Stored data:
• • •

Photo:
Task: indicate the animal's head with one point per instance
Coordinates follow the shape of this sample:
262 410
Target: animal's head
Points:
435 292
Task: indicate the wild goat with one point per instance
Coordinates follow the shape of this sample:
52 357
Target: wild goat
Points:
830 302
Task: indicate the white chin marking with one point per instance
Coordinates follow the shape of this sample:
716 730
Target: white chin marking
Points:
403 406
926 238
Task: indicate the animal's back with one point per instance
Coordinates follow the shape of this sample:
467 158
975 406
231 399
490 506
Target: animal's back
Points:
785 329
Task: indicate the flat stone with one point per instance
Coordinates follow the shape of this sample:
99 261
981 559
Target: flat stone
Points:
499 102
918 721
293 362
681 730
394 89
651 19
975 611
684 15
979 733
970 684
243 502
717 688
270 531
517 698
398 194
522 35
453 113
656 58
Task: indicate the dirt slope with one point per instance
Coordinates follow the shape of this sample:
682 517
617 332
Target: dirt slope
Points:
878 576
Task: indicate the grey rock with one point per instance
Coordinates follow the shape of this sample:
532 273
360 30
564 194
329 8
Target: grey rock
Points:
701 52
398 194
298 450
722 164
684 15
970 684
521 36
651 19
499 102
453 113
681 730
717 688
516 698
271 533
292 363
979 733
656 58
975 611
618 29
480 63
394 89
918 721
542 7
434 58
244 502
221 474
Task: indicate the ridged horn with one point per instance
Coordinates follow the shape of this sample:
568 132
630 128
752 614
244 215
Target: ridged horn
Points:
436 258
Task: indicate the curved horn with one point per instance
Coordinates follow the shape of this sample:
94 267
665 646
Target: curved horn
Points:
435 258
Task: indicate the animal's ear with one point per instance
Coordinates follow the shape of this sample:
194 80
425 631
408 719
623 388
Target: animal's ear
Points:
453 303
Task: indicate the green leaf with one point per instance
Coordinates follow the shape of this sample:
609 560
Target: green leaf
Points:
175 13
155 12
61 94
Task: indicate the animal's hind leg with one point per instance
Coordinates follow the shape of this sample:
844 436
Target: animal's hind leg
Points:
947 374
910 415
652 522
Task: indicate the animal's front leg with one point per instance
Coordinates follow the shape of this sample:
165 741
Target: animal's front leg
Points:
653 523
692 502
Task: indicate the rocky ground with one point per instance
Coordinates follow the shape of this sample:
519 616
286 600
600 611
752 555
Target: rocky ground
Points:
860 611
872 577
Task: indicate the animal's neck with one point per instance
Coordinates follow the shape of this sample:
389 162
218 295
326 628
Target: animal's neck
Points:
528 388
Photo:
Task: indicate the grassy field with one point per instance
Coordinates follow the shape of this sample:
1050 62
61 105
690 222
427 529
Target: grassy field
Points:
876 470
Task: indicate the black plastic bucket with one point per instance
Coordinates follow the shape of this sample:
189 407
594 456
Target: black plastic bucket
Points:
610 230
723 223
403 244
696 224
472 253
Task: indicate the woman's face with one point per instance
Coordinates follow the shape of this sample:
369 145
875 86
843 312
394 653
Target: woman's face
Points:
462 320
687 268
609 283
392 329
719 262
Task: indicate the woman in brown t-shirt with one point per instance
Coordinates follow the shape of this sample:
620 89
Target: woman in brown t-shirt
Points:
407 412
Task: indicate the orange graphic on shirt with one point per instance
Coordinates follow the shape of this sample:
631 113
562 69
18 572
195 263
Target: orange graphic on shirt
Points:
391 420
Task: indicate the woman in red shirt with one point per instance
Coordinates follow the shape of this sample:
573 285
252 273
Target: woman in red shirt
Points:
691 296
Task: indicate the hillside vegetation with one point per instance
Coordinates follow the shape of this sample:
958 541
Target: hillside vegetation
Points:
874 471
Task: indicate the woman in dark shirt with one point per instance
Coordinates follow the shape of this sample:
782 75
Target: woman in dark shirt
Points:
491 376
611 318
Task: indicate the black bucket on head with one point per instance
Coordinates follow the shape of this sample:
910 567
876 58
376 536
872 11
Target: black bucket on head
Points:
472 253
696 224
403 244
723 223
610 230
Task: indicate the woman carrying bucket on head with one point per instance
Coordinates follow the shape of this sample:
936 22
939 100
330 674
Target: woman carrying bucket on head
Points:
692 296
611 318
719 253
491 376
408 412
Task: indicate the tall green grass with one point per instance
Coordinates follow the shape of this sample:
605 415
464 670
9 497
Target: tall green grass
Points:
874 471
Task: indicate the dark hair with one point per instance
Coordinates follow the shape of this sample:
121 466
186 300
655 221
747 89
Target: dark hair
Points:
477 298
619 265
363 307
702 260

• • •

Assignment: Transcribe exactly, and only, the lines from the opening line of the records through the line containing "Target: wild goat".

Output below:
Photo:
Task: indicate the animal's head with one point per instance
Coordinates follow the shape of this sample:
262 410
Target: animal's head
Points:
435 292
Task: indicate the wild goat with one point per instance
Coordinates follow the shape of this sample:
52 357
Target: wild goat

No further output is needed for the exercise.